**What to work on**. Extract from the records below every line that contains the word "roof", and copy each one in full.

**Exercise materials**.
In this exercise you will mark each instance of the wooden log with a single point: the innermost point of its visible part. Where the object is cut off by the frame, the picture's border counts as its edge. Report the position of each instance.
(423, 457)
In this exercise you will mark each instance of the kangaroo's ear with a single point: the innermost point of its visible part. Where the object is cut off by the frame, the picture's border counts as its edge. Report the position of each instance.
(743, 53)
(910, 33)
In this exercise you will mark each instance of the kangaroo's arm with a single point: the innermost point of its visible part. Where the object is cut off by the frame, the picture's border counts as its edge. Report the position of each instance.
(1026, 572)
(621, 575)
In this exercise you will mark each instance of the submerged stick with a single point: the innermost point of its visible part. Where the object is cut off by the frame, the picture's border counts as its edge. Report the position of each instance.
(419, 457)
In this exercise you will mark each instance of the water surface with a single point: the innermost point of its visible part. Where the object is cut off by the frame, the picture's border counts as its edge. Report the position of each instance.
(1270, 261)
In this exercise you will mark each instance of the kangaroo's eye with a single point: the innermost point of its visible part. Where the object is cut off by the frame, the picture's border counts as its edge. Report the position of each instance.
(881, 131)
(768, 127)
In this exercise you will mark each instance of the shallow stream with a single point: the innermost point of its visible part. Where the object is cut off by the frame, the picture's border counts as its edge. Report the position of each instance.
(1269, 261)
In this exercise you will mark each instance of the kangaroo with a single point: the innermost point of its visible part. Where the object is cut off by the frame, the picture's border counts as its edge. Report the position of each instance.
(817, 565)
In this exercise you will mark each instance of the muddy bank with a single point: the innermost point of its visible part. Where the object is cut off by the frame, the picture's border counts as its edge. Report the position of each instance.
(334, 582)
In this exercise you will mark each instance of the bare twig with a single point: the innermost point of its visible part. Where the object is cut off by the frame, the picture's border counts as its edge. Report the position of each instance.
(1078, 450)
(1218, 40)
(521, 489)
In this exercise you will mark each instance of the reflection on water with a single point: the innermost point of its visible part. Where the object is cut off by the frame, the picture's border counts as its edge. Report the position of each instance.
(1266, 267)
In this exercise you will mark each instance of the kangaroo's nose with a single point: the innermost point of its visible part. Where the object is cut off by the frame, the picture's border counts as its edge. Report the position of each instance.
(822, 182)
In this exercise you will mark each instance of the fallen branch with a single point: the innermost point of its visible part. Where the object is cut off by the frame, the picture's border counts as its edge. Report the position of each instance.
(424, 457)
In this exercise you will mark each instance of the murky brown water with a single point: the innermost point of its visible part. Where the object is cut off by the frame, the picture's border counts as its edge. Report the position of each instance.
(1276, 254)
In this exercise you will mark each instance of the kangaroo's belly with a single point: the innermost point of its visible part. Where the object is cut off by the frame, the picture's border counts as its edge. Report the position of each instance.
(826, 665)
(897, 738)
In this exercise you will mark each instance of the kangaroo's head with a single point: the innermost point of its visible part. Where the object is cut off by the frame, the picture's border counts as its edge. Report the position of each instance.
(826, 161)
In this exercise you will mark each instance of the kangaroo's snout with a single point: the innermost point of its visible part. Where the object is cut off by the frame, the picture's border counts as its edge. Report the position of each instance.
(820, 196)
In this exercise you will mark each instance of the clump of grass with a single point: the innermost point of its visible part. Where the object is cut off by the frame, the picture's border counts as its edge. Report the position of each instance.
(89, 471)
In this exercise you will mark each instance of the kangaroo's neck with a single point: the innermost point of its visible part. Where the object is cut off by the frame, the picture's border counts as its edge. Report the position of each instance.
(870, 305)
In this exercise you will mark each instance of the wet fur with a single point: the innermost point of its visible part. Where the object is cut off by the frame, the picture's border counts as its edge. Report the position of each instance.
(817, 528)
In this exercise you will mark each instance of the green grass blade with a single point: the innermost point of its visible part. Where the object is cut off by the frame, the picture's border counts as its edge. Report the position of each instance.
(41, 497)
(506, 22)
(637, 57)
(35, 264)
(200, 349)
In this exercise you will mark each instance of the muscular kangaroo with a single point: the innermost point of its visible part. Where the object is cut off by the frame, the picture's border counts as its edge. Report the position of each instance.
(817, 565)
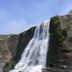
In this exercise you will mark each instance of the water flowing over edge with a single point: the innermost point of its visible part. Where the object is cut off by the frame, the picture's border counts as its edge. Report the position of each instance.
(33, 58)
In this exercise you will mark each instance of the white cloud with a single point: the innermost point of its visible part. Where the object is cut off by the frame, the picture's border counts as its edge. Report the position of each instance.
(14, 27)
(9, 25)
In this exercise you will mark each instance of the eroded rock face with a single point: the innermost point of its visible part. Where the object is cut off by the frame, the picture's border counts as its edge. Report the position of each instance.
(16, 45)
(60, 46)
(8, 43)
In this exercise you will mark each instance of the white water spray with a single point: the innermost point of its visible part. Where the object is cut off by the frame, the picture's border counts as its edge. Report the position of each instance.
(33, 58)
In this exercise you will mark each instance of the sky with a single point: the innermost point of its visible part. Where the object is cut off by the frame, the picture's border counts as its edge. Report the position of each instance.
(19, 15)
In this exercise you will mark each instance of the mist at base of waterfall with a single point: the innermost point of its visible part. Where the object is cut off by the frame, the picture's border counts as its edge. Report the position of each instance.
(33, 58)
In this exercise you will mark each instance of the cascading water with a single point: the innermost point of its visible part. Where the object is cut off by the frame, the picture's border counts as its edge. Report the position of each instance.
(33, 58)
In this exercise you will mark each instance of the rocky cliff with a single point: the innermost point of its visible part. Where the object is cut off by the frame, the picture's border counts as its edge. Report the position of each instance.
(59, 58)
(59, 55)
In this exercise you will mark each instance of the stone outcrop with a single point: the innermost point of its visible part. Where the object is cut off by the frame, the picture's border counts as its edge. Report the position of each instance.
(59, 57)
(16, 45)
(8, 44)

==

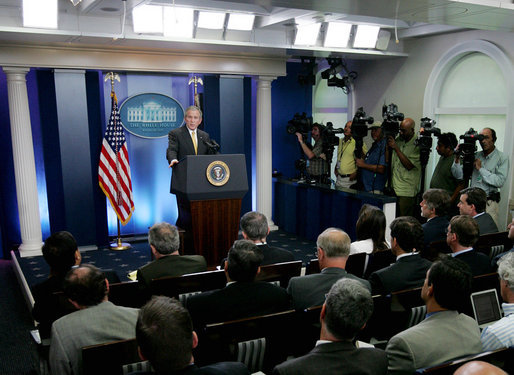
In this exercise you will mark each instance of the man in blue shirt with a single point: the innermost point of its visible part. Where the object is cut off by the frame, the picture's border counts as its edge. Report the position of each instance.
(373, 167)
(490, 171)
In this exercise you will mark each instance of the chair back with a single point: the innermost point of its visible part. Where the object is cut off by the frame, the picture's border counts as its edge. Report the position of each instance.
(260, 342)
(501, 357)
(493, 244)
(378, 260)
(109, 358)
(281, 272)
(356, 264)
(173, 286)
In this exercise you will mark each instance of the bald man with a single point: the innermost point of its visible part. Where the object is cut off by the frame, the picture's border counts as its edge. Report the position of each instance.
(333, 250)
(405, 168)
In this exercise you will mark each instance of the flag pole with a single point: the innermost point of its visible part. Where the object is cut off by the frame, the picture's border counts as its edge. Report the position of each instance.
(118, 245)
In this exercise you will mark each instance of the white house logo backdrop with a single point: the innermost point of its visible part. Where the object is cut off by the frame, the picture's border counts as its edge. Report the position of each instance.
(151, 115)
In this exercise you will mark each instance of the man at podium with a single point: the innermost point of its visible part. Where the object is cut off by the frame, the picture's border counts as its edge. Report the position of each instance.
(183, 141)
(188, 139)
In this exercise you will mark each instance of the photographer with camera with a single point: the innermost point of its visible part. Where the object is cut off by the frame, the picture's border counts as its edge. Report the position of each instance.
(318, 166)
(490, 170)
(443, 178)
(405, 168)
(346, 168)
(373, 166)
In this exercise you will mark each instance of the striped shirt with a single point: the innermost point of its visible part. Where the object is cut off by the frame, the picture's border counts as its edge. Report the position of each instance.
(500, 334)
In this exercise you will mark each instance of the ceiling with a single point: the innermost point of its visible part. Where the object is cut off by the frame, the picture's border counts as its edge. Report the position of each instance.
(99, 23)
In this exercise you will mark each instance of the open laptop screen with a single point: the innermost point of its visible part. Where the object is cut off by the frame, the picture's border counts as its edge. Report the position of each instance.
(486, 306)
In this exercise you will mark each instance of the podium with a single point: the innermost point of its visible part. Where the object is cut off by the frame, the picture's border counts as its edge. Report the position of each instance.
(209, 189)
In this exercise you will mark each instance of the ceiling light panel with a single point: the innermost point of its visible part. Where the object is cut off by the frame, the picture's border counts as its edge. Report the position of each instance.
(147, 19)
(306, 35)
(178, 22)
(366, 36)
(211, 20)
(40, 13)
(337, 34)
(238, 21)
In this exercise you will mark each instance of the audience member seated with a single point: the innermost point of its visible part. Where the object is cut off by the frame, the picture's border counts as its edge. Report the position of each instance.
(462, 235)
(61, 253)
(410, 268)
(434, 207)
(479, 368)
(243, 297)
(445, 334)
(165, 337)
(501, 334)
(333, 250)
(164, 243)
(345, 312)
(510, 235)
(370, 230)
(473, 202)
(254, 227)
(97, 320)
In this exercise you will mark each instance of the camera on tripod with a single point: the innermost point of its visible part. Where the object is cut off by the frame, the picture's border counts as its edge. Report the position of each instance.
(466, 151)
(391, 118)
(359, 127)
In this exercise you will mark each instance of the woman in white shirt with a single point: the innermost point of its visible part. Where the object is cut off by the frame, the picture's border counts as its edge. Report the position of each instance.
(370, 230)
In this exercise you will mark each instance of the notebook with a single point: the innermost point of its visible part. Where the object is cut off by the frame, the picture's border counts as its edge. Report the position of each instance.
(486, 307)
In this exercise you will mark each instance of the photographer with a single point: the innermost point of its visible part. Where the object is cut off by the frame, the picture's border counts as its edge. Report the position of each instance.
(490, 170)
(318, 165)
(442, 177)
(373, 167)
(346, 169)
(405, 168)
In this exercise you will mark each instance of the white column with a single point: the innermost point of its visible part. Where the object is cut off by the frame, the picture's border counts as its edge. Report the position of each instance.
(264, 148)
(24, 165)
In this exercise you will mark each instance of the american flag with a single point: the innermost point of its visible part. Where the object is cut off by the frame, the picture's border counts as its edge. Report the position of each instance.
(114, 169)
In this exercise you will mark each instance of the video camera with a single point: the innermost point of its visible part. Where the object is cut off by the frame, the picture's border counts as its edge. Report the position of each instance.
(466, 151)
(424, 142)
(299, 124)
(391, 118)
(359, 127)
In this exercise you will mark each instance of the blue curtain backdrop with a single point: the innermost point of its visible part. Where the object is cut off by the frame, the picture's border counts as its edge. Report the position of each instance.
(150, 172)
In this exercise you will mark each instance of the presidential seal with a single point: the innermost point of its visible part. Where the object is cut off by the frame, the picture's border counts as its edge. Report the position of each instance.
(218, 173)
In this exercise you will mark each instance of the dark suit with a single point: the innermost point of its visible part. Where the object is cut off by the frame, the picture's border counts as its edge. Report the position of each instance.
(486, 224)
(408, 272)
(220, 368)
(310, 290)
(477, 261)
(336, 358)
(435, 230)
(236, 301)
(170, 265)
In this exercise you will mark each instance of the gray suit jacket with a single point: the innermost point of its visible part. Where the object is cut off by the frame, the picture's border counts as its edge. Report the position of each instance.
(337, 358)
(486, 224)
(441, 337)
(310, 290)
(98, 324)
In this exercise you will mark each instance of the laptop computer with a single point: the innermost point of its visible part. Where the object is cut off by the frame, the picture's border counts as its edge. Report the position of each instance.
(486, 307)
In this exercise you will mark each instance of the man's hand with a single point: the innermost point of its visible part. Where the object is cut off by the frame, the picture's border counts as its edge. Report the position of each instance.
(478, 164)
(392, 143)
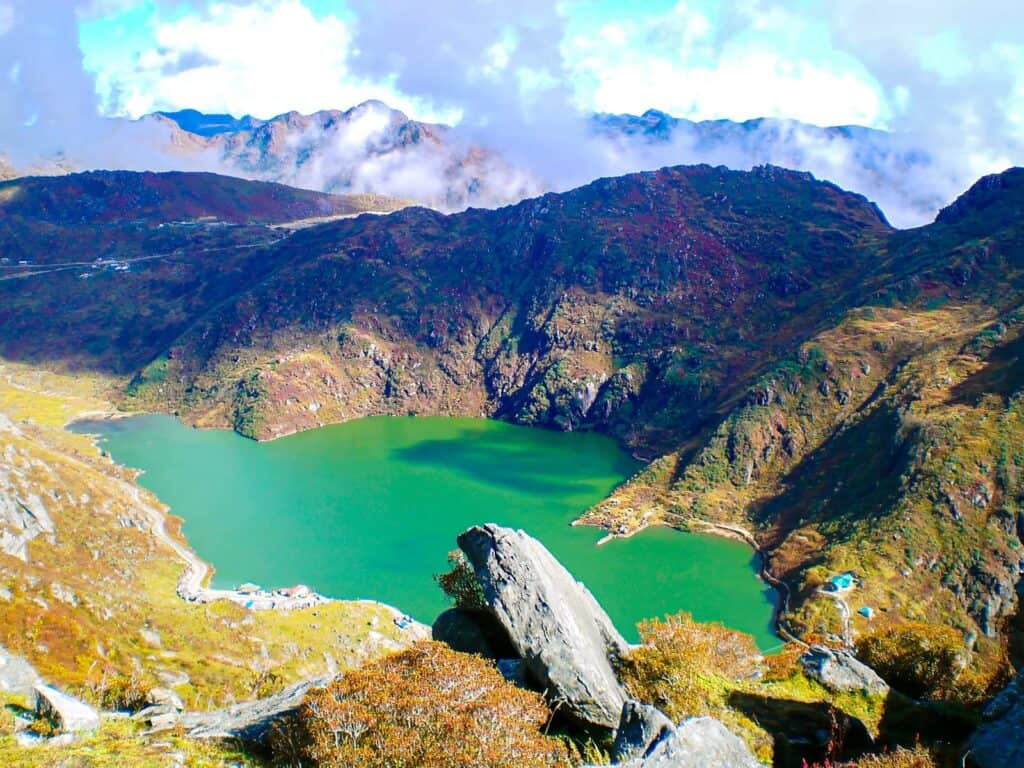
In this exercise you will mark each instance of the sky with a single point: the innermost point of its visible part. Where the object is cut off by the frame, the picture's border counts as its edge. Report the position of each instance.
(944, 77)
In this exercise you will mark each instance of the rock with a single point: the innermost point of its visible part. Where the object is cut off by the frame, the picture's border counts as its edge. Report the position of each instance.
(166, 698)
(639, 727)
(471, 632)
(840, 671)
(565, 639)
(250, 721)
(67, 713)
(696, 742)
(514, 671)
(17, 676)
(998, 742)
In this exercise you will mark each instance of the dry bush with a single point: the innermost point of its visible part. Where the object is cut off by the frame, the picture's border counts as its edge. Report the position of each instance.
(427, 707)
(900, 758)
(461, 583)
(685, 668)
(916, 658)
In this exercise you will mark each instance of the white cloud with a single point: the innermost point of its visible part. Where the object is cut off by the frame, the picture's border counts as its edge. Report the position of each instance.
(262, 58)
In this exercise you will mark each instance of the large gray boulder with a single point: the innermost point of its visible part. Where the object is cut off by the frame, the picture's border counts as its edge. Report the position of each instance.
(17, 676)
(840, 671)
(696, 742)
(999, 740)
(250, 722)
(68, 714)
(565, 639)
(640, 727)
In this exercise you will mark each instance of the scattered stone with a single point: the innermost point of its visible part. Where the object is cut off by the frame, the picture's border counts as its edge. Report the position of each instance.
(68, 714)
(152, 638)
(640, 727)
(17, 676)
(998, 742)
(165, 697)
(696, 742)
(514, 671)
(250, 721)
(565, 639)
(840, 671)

...

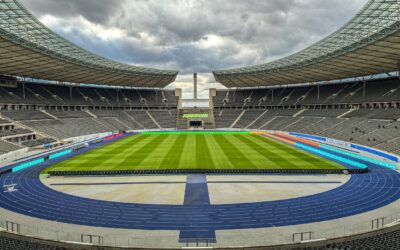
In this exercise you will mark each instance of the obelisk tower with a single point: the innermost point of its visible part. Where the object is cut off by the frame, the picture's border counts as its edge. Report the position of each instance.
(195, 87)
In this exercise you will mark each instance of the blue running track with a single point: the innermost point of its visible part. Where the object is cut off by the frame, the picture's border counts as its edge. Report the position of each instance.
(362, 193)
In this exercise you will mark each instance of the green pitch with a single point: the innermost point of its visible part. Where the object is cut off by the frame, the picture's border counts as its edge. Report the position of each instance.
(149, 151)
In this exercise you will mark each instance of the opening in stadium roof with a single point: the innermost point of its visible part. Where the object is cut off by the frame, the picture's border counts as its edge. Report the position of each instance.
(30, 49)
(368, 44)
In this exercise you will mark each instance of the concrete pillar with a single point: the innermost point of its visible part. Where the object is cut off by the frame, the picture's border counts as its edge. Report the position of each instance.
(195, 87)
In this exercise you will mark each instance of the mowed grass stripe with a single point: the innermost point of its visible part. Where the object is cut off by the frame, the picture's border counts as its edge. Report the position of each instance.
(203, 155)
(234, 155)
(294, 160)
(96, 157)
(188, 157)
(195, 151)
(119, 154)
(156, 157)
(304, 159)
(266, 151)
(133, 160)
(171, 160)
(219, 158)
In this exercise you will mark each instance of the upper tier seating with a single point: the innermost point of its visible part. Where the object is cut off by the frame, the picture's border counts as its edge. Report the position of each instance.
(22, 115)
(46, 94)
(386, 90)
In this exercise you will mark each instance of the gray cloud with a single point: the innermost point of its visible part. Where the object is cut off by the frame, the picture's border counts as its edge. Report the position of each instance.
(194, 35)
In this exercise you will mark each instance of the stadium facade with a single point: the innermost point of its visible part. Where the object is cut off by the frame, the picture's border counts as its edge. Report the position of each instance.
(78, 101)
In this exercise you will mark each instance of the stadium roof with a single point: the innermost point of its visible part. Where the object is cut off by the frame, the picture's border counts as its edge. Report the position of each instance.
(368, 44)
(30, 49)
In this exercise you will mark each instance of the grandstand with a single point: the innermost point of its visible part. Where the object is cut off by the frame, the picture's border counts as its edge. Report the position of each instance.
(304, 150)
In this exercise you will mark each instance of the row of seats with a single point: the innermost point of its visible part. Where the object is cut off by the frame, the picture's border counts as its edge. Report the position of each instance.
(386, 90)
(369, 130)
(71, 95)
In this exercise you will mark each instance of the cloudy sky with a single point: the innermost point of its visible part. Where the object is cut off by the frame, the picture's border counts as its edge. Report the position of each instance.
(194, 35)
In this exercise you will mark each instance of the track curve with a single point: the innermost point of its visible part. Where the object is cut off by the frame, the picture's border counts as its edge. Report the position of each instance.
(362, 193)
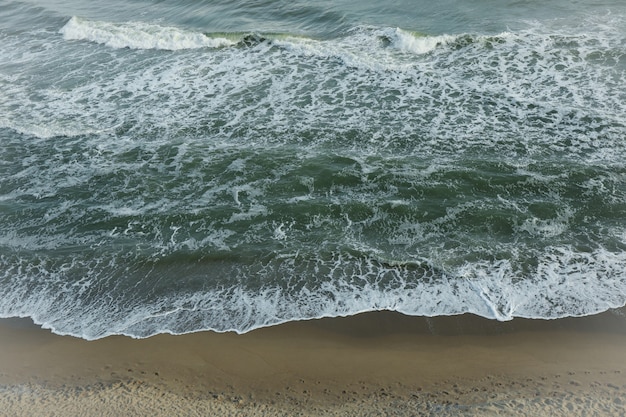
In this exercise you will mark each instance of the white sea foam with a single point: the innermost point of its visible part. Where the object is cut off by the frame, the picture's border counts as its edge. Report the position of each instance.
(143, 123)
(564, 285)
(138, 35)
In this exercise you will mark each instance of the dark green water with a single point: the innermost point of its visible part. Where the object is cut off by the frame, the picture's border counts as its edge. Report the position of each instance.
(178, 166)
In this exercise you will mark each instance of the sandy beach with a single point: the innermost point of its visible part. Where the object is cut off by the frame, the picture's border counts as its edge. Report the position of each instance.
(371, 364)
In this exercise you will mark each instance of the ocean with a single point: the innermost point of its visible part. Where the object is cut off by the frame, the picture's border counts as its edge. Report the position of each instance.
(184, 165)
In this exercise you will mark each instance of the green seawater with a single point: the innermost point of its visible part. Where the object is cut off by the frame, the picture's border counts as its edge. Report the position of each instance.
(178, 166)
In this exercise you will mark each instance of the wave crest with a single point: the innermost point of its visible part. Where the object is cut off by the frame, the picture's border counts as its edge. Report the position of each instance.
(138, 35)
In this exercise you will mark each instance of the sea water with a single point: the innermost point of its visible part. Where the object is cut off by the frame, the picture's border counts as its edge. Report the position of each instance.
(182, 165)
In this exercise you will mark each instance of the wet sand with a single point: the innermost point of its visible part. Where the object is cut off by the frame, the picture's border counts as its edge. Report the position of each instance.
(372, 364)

**The answer**.
In this exercise you will mark each instance of the opening in stadium roof with a single point: the innermost point of its visible part. Where the object is cut off by the frame, the picture's border counts as its edge. Report the position of each instance.
In this exercise you will mark each instance of the stadium roof with a single point: the innermost point of its visible part. Where the object is cut off by the frame, the picture's border counts as its edge. Report the position of each instance.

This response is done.